8-K 1 d8k.htm FORM 8-K Form 8-K

UNITED STATES

SECURITIES AND EXCHANGE COMMISSION

WASHINGTON, D.C. 20549

 


FORM 8-K

 


CURRENT REPORT

Pursuant to Section 13 or 15(d) of the Securities Exchange Act of 1934

January 11, 2007

Date of Report (date of earliest event reported)

 


SALESFORCE.COM, INC.

(Exact name of Registrant as specified in charter)

 


 

Delaware   001-32224   94-3320693

(State or other jurisdiction

of incorporation)

  (Commission File Number)  

(I. R. S. Employer

Identification No.)

The Landmark @ One Market, Suite 300

San Francisco CA 94105

(Address of principal executive offices)

Registrant’s telephone number, including area code: (415) 901-7000

N/A

(Former name or former address, if changed since last report)

 


Check the appropriate box below if the Form 8-K filing is intended to simultaneously satisfy the filing obligation of the registrant under any of the following provisions:

 

¨ Written communications pursuant to Rule 425 under the Securities Act (17 CFR 230.425)

 

¨ Soliciting material pursuant to Rule 14a-12 under the Exchange Act (17 CFR 240.14a-12)

Activity list.
[a] Answer these from the salesforce.com Form 8-K cover page:
(i) What date is given as the date of report?
(ii) In which state is the registrant incorporated?
(iii) What telephone number is listed for the registrant?
[b] Write the next part of the salesforce.com Form 8-K cover page, starting after its last checkbox line.

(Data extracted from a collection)
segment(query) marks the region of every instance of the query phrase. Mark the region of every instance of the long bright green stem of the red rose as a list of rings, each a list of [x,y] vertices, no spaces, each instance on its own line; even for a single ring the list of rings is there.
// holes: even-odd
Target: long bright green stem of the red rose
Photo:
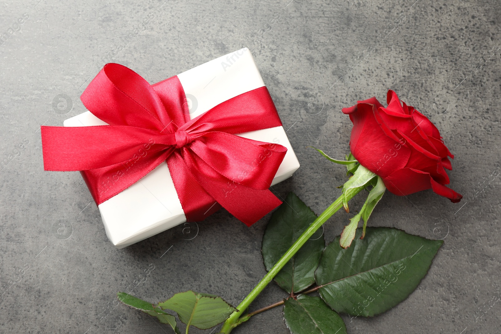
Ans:
[[[304,245],[304,243],[317,231],[317,229],[322,226],[323,223],[327,221],[334,213],[336,213],[340,208],[343,207],[343,197],[346,198],[346,200],[352,199],[356,194],[358,194],[362,189],[365,188],[364,186],[357,187],[357,188],[351,188],[346,191],[344,195],[341,195],[332,203],[324,212],[318,216],[317,219],[311,224],[311,226],[301,234],[301,236],[294,242],[294,244],[285,252],[285,254],[278,260],[277,263],[273,266],[273,268],[268,271],[268,273],[261,279],[261,281],[256,285],[256,287],[250,291],[250,293],[240,302],[240,304],[236,307],[238,309],[238,312],[233,312],[231,315],[226,319],[224,322],[222,328],[221,328],[221,333],[223,334],[229,334],[231,330],[239,325],[240,323],[248,320],[250,316],[257,314],[258,312],[253,312],[253,313],[248,313],[245,315],[242,315],[240,318],[239,315],[242,314],[242,311],[246,310],[247,307],[256,299],[256,297],[263,291],[263,289],[270,283],[275,277],[275,275],[278,274],[278,272],[284,267],[284,265],[296,254],[296,252],[301,248],[301,246]],[[275,304],[274,304],[275,305]],[[278,306],[280,303],[277,303]],[[270,305],[272,306],[272,305]],[[268,306],[268,308],[271,308]],[[265,309],[262,309],[265,310]],[[261,311],[261,310],[260,310]]]

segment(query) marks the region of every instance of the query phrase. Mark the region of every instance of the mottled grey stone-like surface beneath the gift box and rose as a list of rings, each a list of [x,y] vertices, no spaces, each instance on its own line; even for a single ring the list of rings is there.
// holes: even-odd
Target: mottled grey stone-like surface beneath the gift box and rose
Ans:
[[[150,264],[154,270],[133,293],[155,302],[194,289],[236,305],[265,274],[260,246],[269,215],[247,228],[220,210],[198,226],[181,225],[117,250],[80,174],[45,172],[42,163],[40,126],[84,112],[79,97],[106,62],[154,83],[244,46],[302,165],[274,187],[279,196],[294,191],[322,212],[340,194],[345,170],[306,146],[343,157],[351,122],[341,108],[371,96],[385,101],[390,88],[437,125],[456,155],[450,186],[464,195],[461,203],[429,190],[407,198],[387,193],[376,207],[372,226],[445,243],[408,299],[371,319],[345,316],[348,331],[501,332],[501,304],[484,306],[501,293],[499,177],[476,193],[500,168],[499,2],[24,0],[0,6],[0,33],[21,29],[0,46],[0,332],[171,332],[116,306],[116,292]],[[14,25],[25,13],[29,18]],[[139,35],[126,40],[148,15],[153,18]],[[60,94],[68,103],[54,109]],[[339,212],[325,224],[328,241],[349,217]],[[271,283],[251,309],[283,297]],[[280,307],[234,330],[287,332]]]

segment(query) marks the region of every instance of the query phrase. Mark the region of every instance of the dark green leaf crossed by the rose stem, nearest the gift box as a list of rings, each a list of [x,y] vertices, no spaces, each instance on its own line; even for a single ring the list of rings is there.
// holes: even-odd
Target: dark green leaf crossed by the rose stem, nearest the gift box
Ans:
[[[287,195],[284,203],[272,214],[263,236],[261,253],[266,270],[273,267],[316,218],[298,196],[292,192]],[[288,293],[312,285],[324,247],[323,229],[319,229],[275,276],[277,284]]]

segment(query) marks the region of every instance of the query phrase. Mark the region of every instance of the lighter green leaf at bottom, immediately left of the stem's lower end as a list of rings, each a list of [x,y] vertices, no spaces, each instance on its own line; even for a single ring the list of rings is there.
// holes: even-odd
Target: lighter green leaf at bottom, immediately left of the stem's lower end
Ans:
[[[176,293],[170,299],[158,303],[158,306],[176,312],[186,326],[193,325],[200,329],[212,328],[236,311],[219,296],[193,291]]]

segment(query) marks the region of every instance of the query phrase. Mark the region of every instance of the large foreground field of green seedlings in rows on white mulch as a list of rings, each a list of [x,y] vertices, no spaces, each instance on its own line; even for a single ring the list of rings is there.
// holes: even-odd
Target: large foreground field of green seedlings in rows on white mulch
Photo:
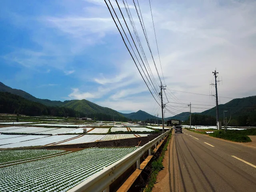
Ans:
[[[0,191],[65,192],[136,149],[89,148],[3,167]]]

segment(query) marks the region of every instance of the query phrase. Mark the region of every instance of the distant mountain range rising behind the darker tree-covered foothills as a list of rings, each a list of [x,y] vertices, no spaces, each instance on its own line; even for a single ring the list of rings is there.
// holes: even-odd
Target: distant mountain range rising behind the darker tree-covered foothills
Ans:
[[[64,102],[62,101],[52,101],[48,99],[39,99],[31,94],[24,92],[23,90],[13,89],[11,87],[6,86],[2,82],[0,82],[0,92],[10,92],[12,94],[21,96],[27,100],[38,102],[41,104],[44,104],[46,106],[61,106],[66,108],[71,108],[75,111],[82,112],[86,115],[89,114],[106,114],[109,116],[115,116],[115,118],[128,118],[132,120],[148,120],[148,119],[161,119],[156,118],[155,116],[152,116],[148,114],[147,112],[144,112],[142,110],[139,110],[137,112],[132,113],[120,113],[116,110],[113,110],[111,108],[102,107],[99,106],[93,102],[90,102],[88,100],[66,100]],[[193,105],[193,104],[192,104]],[[192,106],[193,107],[193,106]],[[239,99],[233,99],[230,102],[226,104],[219,105],[219,114],[220,116],[223,114],[224,110],[231,111],[233,116],[238,116],[241,114],[247,114],[251,111],[254,111],[256,109],[256,96],[250,96],[246,98],[239,98]],[[170,118],[172,119],[178,119],[178,120],[187,120],[189,117],[189,112],[182,112],[176,116],[165,118],[165,120],[168,120]],[[204,114],[204,115],[210,115],[210,116],[216,116],[216,107],[211,108],[209,110],[206,110],[201,113],[194,113],[194,114]]]

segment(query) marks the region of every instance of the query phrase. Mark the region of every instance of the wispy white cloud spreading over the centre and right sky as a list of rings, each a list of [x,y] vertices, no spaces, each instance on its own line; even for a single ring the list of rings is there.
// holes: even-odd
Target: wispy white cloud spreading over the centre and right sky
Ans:
[[[130,58],[104,1],[87,0],[84,3],[79,7],[80,9],[76,7],[76,4],[70,8],[70,10],[75,8],[77,12],[42,16],[38,19],[47,32],[53,30],[52,34],[63,37],[63,41],[55,42],[50,35],[47,36],[41,32],[37,36],[34,35],[33,40],[42,46],[42,50],[21,49],[8,54],[7,58],[26,67],[54,66],[69,73],[73,71],[69,69],[76,69],[74,66],[70,67],[73,58],[85,54],[85,48],[95,48],[98,57],[104,54],[102,63],[106,60],[109,70],[106,70],[104,74],[88,72],[86,75],[81,72],[82,70],[76,70],[76,73],[81,72],[76,78],[80,80],[84,78],[83,84],[88,82],[97,84],[92,89],[79,86],[72,90],[69,97],[98,99],[97,104],[116,110],[141,109],[152,112],[154,98],[147,90]],[[129,1],[129,3],[132,8],[133,2]],[[219,76],[223,76],[223,85],[218,87],[220,96],[236,98],[256,94],[254,86],[256,73],[255,1],[227,0],[202,3],[197,0],[185,0],[180,3],[174,0],[162,1],[161,4],[158,1],[151,3],[163,74],[169,88],[208,94],[209,80],[213,78],[212,71],[217,68]],[[154,60],[162,76],[148,1],[142,1],[140,9]],[[131,12],[150,68],[158,81],[136,10],[132,9]],[[126,11],[124,10],[123,13],[130,26]],[[131,27],[130,29],[132,31]],[[36,32],[38,31],[35,30]],[[48,38],[45,40],[43,36]],[[135,48],[134,50],[136,51]],[[50,63],[46,60],[46,56],[50,56]],[[87,62],[87,59],[85,57],[84,61]],[[97,64],[102,65],[100,62]],[[97,68],[90,66],[90,68],[94,67]],[[139,65],[138,67],[140,68]],[[151,87],[150,89],[152,90]],[[138,97],[142,92],[145,92],[145,96]],[[183,102],[195,100],[214,103],[206,96],[182,92],[174,92],[174,94]],[[169,100],[177,102],[171,96]],[[224,103],[228,100],[230,99],[221,98],[220,102]],[[194,108],[193,112],[203,110],[205,109]]]

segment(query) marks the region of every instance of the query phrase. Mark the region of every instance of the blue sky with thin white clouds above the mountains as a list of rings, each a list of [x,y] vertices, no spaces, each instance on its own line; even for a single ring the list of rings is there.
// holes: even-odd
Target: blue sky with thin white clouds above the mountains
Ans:
[[[154,69],[136,10],[132,1],[128,3]],[[139,3],[160,71],[149,4]],[[0,82],[37,98],[87,99],[120,112],[154,113],[156,102],[103,0],[4,0],[0,4]],[[122,1],[120,5],[125,12]],[[152,1],[152,12],[170,89],[209,94],[212,71],[217,68],[223,78],[220,96],[256,95],[255,1]],[[205,96],[173,93],[185,103],[214,103]]]

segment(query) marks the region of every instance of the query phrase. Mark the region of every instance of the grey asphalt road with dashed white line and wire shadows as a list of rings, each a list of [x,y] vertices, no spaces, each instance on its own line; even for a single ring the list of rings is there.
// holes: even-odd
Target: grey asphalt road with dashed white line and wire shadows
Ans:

Expected outputs.
[a]
(i) January 11, 2007
(ii) Delaware
(iii) (415) 901-7000

[b]
 

¨ Pre-commencement communications pursuant to Rule 14d-2(b) under the Exchange Act (17 CFR 240.14d-2(b))

 

¨ Pre-commencement communications pursuant to Rule 13e-4(c) under the Exchange Act (17 CFR 240.13e-4(c))

 



Section 5 – Corporate Governance and Management

Item 5.02 – Departure of Directors or Certain Officers; Election of Directors; Appointment of Certain Officers; Compensatory Arrangements of Certain Officers

(e) On January 11, 2007, our Board of Directors approved entering into Change of Control and Retention Agreements with the following executive officers of the company: Messrs. Steve Cakebread, John Freeland, Parker Harris, George Hu, Kenneth Juster, Jim Steele and Frank van Veenendaal. Pursuant to these agreements, in the event that any of these executive officers is terminated without “cause” or resigns for “good reason” within three (3) months prior to or eighteen (18) months after a change of control of the company, he will be entitled to receive the following benefits:

 

    A lump sum payment (less applicable withholding taxes) equal to one hundred and fifty percent (150%) of the executive’s annual base salary and target bonus;

 

    Continuation of certain of the executive’s employee benefits for a period of up to eighteen (18) months following termination; and

 

    Full vesting acceleration of all equity incentive awards held by the executive at the time of termination.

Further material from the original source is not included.